# Try it
Each line of the records that holds the word "rough" should be copied out.

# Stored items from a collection
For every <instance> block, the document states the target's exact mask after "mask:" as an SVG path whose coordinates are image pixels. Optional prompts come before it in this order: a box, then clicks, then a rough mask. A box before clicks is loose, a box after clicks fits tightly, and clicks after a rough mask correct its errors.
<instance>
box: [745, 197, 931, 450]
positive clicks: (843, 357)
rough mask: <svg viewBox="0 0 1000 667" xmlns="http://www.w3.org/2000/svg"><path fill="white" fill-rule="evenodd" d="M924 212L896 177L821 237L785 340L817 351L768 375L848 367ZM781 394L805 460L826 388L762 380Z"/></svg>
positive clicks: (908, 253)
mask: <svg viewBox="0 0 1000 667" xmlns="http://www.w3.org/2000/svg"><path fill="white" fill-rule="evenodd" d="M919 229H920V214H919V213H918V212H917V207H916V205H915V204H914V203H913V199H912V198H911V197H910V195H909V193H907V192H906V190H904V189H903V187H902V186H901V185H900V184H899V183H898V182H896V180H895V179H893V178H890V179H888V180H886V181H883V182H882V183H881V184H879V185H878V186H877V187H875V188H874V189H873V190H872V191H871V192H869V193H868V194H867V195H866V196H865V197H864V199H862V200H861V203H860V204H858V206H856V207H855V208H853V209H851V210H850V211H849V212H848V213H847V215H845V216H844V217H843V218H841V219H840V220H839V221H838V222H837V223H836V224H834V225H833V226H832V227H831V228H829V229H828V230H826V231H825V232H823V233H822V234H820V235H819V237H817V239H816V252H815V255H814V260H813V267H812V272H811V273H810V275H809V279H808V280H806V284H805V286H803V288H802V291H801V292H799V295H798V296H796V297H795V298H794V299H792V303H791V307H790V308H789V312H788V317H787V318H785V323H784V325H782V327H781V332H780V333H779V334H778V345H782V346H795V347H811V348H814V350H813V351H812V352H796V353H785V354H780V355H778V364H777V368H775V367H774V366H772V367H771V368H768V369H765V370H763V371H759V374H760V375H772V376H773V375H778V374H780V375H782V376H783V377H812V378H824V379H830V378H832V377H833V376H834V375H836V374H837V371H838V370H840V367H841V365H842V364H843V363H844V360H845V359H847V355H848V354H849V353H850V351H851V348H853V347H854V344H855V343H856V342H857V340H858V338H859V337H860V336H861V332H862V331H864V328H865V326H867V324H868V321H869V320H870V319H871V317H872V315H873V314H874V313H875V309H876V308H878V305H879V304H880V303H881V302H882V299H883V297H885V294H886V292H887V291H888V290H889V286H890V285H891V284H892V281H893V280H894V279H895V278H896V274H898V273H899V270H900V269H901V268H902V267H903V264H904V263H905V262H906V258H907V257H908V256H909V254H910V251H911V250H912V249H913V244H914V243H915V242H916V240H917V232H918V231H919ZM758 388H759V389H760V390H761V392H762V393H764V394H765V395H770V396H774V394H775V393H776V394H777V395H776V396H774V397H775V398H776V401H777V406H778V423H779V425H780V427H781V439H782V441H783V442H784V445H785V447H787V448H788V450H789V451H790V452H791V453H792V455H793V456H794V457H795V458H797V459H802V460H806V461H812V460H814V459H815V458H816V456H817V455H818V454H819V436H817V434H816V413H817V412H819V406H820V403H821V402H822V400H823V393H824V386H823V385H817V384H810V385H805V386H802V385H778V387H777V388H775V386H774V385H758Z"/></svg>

# Response to the exercise
For every <instance> block, the document states the target's exact mask after "mask:" as an SVG path whose coordinates are image pixels. Optional prompts come before it in this order: a box, then clicks, then a rough mask. A box before clicks is loose, a box after clicks fits tightly, and clicks after a rough mask correct its errors.
rough mask: <svg viewBox="0 0 1000 667" xmlns="http://www.w3.org/2000/svg"><path fill="white" fill-rule="evenodd" d="M924 212L896 177L821 237L785 340L817 351L768 375L848 367ZM781 394L805 460L826 388L762 380Z"/></svg>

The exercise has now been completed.